The data START
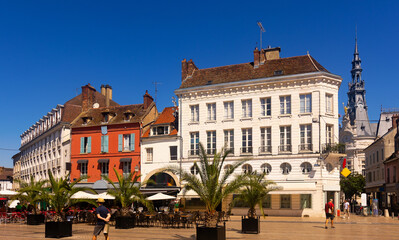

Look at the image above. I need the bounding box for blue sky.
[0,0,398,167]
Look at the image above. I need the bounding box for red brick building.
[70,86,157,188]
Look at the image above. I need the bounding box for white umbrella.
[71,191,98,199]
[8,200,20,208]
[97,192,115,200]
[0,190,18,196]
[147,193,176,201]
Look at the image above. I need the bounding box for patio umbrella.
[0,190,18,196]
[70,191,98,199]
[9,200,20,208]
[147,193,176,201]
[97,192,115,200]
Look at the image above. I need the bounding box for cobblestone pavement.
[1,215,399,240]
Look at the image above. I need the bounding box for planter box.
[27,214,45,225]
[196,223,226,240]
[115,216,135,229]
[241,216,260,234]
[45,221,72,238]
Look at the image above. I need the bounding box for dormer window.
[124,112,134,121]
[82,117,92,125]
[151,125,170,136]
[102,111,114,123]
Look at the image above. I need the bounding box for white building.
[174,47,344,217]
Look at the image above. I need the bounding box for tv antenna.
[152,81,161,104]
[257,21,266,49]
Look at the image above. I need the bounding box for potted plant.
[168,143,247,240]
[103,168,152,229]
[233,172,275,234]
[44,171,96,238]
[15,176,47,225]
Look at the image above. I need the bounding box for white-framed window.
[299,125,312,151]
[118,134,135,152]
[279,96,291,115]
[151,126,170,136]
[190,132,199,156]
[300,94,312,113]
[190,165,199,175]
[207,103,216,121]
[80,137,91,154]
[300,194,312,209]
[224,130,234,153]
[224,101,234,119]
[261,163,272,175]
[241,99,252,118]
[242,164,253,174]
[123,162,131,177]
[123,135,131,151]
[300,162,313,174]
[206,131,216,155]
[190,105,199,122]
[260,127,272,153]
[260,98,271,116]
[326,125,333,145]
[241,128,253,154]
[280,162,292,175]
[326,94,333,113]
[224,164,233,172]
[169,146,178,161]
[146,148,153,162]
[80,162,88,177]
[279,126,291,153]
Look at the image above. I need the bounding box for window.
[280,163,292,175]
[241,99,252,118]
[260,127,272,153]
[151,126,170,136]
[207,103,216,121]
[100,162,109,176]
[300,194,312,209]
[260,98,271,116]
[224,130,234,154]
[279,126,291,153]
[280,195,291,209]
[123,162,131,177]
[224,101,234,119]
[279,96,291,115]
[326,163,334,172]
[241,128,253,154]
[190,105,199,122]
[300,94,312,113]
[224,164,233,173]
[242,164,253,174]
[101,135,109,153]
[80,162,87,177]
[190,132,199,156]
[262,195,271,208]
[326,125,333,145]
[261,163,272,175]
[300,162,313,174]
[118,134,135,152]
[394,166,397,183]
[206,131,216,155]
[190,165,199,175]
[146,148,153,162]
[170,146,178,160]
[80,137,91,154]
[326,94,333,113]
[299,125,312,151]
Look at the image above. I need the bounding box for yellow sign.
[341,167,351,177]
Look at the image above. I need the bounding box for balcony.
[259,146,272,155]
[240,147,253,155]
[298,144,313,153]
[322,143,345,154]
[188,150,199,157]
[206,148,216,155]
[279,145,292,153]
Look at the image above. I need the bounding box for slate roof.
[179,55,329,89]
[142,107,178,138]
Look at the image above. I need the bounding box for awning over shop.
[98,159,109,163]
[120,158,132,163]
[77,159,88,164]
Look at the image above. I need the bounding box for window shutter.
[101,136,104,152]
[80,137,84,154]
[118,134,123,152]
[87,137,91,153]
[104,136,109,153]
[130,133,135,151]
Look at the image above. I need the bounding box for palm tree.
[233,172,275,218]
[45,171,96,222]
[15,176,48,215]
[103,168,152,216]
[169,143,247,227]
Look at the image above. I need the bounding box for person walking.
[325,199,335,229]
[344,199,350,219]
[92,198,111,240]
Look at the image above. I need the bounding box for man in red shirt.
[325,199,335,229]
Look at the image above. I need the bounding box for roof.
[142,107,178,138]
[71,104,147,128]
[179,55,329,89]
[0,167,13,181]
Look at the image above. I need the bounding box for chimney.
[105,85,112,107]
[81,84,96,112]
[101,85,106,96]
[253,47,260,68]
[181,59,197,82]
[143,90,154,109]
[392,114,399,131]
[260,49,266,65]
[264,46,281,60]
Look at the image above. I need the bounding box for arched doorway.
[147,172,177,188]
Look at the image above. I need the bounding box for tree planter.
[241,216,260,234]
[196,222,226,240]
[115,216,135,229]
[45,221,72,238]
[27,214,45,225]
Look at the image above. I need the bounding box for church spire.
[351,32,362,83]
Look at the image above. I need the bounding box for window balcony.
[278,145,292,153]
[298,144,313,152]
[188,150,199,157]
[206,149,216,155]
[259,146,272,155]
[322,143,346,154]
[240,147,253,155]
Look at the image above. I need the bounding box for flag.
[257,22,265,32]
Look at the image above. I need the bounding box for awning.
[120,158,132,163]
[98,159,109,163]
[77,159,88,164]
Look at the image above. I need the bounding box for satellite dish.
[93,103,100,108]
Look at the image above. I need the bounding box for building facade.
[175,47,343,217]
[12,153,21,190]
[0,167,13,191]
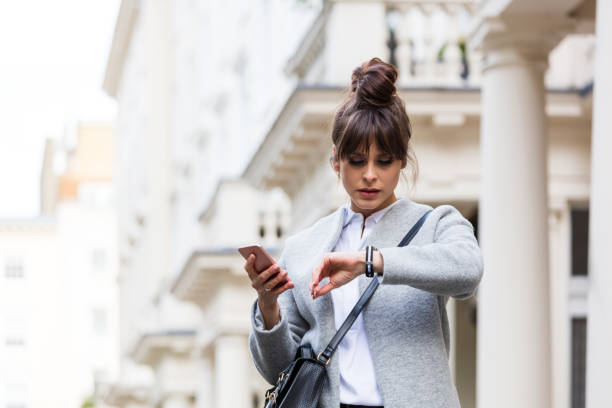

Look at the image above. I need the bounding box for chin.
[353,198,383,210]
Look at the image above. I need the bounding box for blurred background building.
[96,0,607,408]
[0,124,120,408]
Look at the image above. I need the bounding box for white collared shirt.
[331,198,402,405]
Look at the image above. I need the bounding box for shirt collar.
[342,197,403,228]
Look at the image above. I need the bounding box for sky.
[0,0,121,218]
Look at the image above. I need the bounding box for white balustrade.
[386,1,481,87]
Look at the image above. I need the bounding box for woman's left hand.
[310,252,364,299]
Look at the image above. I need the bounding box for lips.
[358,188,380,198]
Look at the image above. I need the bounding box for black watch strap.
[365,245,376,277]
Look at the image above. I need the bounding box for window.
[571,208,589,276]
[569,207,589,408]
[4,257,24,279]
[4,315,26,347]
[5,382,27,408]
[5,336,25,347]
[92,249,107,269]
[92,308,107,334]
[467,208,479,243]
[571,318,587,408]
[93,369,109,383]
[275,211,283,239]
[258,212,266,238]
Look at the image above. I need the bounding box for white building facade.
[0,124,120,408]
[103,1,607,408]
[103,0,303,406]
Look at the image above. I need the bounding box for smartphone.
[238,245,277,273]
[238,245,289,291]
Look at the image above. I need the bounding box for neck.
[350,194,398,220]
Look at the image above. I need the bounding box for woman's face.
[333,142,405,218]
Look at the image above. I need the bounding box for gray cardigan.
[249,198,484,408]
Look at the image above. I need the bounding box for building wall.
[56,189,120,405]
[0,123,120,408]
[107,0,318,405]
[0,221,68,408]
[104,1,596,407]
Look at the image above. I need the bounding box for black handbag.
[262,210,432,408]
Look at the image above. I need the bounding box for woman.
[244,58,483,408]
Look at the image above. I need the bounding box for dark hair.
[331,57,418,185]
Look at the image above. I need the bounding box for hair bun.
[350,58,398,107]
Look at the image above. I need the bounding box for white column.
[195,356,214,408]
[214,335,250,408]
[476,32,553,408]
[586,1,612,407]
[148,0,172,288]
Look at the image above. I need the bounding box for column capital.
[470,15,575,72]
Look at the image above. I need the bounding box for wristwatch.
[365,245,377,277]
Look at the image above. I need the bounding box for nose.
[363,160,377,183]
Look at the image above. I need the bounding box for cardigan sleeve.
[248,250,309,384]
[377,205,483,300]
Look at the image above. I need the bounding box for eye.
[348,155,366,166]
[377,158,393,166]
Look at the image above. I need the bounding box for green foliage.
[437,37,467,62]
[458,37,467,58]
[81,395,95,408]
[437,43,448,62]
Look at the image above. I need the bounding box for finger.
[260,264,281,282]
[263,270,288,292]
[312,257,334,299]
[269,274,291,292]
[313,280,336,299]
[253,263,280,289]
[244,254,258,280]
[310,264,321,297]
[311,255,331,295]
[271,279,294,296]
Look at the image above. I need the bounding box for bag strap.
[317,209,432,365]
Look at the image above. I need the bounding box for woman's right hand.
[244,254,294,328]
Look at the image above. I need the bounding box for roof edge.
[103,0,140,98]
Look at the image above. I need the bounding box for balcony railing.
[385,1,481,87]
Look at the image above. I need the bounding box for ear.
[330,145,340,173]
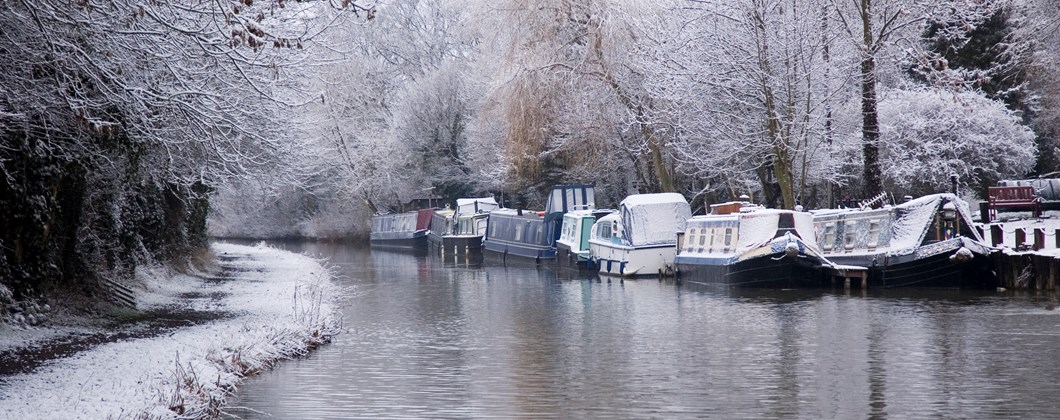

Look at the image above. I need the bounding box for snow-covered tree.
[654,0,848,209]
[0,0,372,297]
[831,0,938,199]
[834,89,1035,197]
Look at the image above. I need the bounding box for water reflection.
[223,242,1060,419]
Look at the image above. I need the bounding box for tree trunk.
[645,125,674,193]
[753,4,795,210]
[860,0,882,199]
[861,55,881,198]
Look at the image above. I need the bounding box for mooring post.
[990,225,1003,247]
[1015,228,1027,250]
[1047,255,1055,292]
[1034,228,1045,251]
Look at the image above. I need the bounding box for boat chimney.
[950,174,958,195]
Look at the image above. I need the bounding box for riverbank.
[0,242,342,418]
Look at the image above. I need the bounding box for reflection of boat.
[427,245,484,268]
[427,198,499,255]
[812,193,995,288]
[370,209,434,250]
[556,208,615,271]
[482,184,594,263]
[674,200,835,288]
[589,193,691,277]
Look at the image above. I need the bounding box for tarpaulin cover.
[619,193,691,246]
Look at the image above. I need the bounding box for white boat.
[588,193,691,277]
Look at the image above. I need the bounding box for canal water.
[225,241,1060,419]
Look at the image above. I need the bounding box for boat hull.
The data END
Task goal -
Locate "for boat chimney." in the data above. Then repeat, exactly, its line and each line after it through the last, adding nothing.

Problem solution -
Look at the image above. I need the bounding box for boat chimney.
[950,174,958,195]
Look at the image above. I need the bounding box for riverbank.
[0,242,342,418]
Look at the image above. I need the bounding box for reflection of boat.
[427,245,484,268]
[427,198,499,255]
[812,193,995,288]
[370,209,434,250]
[556,208,615,271]
[482,184,594,263]
[674,200,835,288]
[589,193,691,277]
Look at the image above. I need the bounding box for tarpaulin cover.
[619,193,691,246]
Look at the image above. I need the bounding box for white boat.
[588,193,691,277]
Look at the image above. I need the bounding box for canal water.
[225,241,1060,419]
Look at the image above. I need the bounding box for boat hull.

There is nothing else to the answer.